Copy out the data line by line exactly, from its start to the line bearing "Target: wall-mounted light fixture", inclusive.

# [Saved entries]
•••

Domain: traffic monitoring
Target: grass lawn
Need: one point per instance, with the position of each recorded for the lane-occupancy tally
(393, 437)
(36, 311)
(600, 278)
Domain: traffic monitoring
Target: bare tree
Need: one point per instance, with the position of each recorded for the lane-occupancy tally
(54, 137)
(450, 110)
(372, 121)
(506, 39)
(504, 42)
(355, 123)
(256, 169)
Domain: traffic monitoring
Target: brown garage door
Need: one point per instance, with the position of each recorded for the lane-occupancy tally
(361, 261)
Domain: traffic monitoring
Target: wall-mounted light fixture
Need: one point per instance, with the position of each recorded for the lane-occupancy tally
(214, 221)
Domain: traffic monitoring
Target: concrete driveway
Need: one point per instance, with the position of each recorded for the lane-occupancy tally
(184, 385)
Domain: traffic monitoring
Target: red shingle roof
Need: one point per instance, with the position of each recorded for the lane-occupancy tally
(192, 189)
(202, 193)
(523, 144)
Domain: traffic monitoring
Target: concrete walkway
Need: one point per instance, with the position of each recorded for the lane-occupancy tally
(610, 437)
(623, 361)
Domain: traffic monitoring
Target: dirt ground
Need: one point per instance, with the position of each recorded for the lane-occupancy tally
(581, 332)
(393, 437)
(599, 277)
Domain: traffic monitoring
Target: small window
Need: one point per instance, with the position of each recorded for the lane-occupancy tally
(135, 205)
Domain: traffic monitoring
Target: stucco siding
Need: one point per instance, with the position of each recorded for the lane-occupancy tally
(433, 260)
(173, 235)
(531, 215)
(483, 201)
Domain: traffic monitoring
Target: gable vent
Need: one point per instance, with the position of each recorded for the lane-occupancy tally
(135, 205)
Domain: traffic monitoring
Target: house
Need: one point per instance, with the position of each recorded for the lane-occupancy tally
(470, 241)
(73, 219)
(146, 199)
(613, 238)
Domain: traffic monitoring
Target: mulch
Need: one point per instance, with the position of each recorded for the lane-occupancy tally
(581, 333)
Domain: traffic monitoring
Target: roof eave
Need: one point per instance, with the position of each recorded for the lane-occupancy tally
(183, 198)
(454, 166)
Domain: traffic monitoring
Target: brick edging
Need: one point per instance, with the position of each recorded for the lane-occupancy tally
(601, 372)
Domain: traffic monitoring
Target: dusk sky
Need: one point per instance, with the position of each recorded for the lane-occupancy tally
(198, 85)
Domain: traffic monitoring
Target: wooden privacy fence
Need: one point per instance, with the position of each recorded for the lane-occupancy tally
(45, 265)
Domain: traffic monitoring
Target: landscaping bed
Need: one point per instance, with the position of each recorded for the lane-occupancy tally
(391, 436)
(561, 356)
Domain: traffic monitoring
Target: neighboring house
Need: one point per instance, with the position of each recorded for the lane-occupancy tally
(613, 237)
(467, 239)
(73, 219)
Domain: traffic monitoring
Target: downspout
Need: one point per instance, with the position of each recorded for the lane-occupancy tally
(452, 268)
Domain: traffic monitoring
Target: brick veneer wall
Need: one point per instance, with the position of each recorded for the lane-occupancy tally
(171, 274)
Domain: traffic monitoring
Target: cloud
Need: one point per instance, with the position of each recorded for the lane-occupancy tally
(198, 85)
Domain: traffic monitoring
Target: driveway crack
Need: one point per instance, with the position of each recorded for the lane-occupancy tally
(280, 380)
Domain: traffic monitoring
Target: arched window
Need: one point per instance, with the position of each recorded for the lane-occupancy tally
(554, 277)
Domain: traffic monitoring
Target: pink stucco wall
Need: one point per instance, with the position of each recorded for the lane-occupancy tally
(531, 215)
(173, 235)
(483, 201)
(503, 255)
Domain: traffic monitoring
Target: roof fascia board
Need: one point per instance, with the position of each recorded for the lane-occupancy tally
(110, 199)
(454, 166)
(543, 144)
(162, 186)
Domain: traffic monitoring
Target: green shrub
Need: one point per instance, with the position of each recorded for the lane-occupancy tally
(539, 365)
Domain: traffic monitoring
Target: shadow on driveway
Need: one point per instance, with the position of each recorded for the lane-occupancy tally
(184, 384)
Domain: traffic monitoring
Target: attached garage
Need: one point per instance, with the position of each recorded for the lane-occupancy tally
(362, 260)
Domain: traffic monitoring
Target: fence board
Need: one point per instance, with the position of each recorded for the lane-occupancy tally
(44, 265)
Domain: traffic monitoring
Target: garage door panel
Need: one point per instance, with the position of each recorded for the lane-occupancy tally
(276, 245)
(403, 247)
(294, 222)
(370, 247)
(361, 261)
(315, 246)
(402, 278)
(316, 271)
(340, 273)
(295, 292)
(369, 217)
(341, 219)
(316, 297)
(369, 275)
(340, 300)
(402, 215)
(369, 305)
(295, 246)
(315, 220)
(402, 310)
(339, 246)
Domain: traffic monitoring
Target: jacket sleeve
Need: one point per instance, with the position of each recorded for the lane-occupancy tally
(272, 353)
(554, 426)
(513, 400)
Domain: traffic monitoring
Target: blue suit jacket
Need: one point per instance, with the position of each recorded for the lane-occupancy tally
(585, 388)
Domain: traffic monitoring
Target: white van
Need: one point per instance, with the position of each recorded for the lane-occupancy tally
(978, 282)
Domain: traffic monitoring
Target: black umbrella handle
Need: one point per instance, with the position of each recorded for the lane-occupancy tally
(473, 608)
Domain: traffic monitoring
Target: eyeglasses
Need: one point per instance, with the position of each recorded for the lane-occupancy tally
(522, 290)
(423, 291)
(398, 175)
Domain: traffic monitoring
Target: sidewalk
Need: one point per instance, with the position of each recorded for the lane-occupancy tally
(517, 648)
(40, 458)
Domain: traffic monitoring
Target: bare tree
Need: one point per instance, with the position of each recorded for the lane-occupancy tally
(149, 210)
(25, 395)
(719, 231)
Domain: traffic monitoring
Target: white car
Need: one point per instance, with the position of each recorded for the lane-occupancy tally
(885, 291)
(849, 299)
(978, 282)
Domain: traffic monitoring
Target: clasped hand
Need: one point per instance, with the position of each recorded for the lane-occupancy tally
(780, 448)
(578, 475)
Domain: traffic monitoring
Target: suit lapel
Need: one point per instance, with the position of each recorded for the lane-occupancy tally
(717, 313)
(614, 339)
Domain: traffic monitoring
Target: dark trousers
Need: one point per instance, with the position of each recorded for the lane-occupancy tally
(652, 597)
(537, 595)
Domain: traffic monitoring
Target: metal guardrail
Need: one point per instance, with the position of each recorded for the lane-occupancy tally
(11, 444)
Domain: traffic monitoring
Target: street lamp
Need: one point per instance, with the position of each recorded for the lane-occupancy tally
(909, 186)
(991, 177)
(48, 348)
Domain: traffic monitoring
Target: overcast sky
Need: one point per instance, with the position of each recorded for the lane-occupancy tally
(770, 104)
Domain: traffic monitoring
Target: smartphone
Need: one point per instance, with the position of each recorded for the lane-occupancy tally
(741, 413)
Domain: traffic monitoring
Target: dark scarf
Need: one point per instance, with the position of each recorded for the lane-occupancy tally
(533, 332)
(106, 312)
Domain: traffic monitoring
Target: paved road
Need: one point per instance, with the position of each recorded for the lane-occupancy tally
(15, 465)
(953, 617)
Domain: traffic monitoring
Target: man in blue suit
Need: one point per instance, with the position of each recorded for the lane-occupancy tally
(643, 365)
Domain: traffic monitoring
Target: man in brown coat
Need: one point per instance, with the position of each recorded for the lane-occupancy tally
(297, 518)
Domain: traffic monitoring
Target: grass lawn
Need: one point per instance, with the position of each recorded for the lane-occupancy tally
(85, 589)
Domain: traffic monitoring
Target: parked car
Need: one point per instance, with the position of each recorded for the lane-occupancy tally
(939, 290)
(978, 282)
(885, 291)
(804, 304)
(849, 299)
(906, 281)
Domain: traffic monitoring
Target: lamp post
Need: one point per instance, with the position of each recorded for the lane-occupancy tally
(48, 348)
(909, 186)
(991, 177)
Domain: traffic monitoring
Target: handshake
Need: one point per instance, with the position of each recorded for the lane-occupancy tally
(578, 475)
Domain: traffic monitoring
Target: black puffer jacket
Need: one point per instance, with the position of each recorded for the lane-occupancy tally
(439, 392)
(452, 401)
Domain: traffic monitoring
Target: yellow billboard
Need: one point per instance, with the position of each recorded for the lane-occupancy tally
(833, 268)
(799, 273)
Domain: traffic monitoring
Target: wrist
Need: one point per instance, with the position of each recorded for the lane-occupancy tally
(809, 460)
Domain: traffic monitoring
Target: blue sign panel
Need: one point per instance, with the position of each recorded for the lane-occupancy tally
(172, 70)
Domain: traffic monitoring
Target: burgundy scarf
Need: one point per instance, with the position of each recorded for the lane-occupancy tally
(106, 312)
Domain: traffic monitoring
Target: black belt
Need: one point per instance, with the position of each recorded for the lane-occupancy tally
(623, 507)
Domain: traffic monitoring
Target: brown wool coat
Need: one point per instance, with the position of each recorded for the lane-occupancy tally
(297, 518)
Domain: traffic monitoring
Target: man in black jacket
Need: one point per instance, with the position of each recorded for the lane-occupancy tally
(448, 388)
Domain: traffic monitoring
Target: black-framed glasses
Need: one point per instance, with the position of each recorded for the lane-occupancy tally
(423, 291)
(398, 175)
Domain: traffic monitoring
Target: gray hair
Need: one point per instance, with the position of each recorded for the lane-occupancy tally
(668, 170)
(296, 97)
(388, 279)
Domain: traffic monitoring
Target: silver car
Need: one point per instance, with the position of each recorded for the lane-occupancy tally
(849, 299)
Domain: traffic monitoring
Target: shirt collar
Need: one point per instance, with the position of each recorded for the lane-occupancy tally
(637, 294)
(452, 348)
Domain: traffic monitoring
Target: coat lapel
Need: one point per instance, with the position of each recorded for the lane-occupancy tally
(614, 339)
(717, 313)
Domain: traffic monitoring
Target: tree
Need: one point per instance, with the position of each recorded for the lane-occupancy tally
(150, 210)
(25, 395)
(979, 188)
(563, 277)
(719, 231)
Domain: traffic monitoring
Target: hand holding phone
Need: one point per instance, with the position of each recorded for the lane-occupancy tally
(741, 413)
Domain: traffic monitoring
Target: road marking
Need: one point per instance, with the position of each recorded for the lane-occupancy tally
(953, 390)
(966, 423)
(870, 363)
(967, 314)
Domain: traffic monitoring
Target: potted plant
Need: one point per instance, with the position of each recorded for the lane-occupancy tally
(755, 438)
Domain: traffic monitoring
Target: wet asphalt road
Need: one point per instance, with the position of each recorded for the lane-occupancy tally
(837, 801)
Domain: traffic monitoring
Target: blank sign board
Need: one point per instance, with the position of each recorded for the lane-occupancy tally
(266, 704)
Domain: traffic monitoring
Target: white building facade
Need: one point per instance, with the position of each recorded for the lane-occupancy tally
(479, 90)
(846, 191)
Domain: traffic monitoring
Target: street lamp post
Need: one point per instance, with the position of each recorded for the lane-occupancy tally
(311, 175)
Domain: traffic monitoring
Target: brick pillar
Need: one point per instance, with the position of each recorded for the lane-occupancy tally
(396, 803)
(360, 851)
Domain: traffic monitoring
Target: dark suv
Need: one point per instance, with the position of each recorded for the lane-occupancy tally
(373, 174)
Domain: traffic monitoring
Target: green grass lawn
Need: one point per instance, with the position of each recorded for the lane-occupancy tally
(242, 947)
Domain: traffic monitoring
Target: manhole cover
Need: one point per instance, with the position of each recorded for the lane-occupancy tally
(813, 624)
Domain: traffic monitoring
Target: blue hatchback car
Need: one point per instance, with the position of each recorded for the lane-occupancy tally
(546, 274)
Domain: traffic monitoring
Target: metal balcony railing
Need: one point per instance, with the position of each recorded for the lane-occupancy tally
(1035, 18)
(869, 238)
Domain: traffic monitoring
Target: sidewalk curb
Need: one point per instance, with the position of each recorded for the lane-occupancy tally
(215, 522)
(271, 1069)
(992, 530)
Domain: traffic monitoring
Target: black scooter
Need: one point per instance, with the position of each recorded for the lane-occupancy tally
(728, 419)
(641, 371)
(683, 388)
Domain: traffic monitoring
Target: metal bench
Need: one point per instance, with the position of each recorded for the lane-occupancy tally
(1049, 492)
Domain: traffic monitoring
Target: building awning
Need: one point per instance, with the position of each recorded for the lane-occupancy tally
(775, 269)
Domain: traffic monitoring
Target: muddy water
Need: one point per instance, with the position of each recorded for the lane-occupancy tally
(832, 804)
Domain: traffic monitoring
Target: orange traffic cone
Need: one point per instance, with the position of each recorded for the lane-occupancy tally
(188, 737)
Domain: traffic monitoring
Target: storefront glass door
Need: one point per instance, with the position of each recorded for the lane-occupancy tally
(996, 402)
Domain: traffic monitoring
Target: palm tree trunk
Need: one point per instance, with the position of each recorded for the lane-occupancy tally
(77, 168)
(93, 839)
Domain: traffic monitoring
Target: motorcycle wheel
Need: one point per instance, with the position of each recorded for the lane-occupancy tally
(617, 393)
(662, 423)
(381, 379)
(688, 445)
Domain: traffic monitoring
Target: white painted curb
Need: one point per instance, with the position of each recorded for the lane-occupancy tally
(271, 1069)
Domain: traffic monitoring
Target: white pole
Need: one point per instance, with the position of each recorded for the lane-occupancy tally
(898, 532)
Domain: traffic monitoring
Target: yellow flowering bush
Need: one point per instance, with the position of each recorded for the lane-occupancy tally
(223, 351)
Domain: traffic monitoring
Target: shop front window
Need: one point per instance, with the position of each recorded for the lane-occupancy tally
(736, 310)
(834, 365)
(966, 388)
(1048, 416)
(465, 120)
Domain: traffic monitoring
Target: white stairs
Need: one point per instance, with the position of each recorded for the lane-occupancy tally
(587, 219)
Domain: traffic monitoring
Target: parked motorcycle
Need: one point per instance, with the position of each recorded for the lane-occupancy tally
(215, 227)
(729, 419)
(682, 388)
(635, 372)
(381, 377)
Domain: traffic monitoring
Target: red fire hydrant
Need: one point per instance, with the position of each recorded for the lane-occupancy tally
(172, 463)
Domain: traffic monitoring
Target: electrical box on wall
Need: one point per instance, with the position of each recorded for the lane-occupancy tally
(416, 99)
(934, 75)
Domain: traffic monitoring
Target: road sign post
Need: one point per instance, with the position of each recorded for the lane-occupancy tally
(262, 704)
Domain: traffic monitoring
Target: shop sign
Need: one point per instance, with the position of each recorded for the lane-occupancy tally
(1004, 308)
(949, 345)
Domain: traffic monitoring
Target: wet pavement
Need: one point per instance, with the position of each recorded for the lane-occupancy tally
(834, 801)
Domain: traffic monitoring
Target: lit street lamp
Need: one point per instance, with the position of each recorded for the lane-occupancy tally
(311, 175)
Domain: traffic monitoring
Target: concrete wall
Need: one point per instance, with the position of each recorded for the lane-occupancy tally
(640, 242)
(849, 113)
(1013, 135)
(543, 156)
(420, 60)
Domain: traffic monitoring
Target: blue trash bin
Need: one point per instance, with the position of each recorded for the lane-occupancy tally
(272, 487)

•••

# [Solution to this problem]
Domain: traffic monitoring
Target: grass lawn
Need: one point per instance, with the position of each recorded for the lane-occupancy tally
(393, 437)
(36, 311)
(600, 278)
Domain: traffic monitoring
Target: bare tree
Need: one point per instance, with the position of each recorded for the lane-occupancy tally
(54, 137)
(450, 110)
(372, 121)
(506, 39)
(504, 42)
(355, 123)
(256, 169)
Domain: traffic monitoring
Target: brown garage door
Need: one point per instance, with the position of each recorded for the lane-occupancy tally
(361, 261)
Domain: traffic monitoring
Target: wall-mounted light fixture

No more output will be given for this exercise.